How do mobile carriers know video resolution over HTTPS connections?

This is an active area of research. I happen to have done some work in this area, so I'll share what I can about the basic idea (this work was with industry partners and I can't share the secret details :) ).

The tl;dr is that it's often possible to identify an encrypted traffic stream as carrying video, and it's often possible to estimate its resolution - but it's complicated, and not always accurate. There are a lot of people working on ways to do this more consistently and more accurately.

Video traffic has some specific characteristics that can distinguish it from other kinds of traffic. Here I refer specifically to video on demand - not live streaming video. Video on demand doesn't often have those priority tags mentioned in this answer. Also I refer specifically to adaptive video, meaning that the video is divided into segments (each about 2-10 seconds long), and each segment of video is encoded at multiple quality levels (quality level meaning: long-term video bitrate, codec, and resolution). As you play the video, the quality level at which the next segment is downloaded depends on what data rate the application thinks your network can support. (That's the DASH protocol referred to in this answer.)

(Lines of data)
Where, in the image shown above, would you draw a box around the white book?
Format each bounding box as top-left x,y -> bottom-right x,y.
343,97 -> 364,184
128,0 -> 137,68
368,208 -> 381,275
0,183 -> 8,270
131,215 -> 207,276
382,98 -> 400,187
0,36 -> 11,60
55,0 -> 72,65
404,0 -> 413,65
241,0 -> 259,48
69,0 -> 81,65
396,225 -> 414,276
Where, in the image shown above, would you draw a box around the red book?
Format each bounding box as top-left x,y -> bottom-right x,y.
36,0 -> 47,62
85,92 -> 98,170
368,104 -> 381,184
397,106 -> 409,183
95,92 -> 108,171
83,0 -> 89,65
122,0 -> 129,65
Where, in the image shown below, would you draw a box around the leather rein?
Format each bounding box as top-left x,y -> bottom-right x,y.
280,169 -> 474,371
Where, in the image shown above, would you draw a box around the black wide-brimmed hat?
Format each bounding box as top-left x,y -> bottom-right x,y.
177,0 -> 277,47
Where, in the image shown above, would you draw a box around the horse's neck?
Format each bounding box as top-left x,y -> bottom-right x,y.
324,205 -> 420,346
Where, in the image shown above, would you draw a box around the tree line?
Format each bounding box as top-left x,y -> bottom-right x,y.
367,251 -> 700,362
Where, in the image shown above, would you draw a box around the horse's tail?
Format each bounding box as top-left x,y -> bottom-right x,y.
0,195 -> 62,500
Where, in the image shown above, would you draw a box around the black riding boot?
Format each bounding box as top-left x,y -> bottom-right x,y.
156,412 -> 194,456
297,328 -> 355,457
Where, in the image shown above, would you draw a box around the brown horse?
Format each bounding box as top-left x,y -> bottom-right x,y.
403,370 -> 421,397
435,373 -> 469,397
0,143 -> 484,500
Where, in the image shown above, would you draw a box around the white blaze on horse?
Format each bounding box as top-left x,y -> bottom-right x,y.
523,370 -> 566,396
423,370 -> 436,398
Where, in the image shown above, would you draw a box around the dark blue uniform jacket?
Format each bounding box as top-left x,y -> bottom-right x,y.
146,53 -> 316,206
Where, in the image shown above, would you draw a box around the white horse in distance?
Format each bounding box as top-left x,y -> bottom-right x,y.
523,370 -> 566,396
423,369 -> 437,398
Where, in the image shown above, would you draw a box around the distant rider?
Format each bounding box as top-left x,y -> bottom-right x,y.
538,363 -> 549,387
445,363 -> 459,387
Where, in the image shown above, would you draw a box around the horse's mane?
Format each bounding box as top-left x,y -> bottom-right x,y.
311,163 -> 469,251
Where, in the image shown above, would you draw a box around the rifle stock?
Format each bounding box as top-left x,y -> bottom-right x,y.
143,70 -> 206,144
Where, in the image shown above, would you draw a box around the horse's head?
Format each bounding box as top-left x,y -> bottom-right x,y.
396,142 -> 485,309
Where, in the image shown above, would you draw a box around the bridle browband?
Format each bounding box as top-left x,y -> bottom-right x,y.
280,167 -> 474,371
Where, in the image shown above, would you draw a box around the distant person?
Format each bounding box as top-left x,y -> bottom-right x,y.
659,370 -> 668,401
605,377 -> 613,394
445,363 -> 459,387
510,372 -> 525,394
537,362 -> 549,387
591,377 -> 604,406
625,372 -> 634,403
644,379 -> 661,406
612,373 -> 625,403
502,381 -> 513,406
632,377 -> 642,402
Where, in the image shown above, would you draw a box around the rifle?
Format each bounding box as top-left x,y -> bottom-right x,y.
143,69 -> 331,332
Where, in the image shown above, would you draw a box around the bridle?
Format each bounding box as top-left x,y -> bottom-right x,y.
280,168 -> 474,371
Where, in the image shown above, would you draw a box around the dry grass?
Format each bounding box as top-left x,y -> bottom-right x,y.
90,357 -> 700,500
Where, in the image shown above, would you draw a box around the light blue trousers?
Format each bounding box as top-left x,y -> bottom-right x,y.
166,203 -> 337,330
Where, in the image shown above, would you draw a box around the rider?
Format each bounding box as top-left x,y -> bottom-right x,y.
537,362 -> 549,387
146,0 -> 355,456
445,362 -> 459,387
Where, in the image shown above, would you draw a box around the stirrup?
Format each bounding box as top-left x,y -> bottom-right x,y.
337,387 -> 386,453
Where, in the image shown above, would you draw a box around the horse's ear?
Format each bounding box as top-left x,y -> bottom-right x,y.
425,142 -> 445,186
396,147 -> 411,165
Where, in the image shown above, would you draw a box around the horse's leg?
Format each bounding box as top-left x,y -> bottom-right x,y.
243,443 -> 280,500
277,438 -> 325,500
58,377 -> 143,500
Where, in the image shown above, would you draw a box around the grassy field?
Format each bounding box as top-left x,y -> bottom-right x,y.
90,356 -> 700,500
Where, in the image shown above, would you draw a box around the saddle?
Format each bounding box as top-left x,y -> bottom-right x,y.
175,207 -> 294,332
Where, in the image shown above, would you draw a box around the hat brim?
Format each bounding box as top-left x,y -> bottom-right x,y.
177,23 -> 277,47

▸ **Set task 1**: In the answer about video over HTTPS, what three things make up a "quality level"? List them.
▸ **Set task 2**: In the answer about video over HTTPS, how long is each segment of adaptive video said to be?
▸ **Set task 3**: Write the next part of the answer about video over HTTPS, starting right after its last sentence.

▸ **Exercise response 1**: Long-term video bitrate, codec, and resolution.

▸ **Exercise response 2**: About 2 to 10 seconds long.

▸ **Exercise response 3**:
If your phone is playing a video, and you look at the (weighted moving average of) data rate of the traffic going to your phone over time, it might look something like this:

data rate over time

(this is captured from a YouTube session over Verizon. There's the moving average over 15 seconds and also short-term average.)

There are a few different parts to this session:

First, the video application (YouTube player) tries to fill the buffer up to the buffer capacity. During this time, it is pulling data at whatever rate the network can support. At this stage, it's basically indistinguishable from a large file download, unless you can infer that it's video traffic from the remote address (as mentioned in this answer).

Once the buffer is full, then you get "bursts" at sort-of-regular intervals. Suppose your buffer can hold 200 seconds of video. When the buffer has 200 seconds of video in it, the application stops downloading. Then after a segment of video has played back (say 5 seconds), there is room in the buffer again, so it'll download the next segment, then stop again. That's what causes this bursty pattern.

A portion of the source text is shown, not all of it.